■ **BRIEF**: Your answer should hold exactly the lines from the one with "Target: shoulder bag" through the last line of the material below, nothing before and nothing extra.

Top of AVAILABLE RECORDS

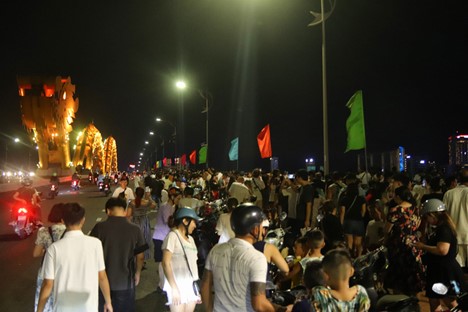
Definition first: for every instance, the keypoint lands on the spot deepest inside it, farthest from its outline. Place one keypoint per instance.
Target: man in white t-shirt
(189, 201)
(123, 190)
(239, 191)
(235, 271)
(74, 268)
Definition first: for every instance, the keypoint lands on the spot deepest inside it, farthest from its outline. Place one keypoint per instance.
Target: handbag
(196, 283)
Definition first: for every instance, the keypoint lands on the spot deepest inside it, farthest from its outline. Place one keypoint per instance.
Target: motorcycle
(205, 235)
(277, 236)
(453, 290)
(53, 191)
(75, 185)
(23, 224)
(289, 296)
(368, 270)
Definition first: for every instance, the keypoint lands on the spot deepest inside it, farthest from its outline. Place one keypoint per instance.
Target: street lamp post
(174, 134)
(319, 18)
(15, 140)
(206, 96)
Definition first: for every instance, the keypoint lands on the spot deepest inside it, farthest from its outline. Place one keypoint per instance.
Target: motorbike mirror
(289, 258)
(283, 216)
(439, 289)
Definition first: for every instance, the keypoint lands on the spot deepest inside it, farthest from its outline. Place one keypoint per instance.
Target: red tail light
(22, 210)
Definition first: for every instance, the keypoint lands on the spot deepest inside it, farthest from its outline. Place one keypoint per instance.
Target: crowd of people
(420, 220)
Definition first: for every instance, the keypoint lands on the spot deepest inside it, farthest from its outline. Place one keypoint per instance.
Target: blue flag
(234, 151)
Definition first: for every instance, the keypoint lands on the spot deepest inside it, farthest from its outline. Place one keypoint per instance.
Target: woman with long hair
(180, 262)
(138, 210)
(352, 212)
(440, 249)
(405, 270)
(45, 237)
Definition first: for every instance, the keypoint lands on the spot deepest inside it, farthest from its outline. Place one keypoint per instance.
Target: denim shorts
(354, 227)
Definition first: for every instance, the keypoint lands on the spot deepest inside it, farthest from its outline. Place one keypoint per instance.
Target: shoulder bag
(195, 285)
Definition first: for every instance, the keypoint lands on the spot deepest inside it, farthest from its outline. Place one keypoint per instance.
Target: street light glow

Bottom of AVAILABLE RECORDS

■ **COMPLETED EXERCISE**:
Target: shoulder bag
(195, 285)
Definition first: for every instance, the keypoint lands on the spot deepest inside it, farthest from its outline. Place one keypoint per instance.
Target: street light glow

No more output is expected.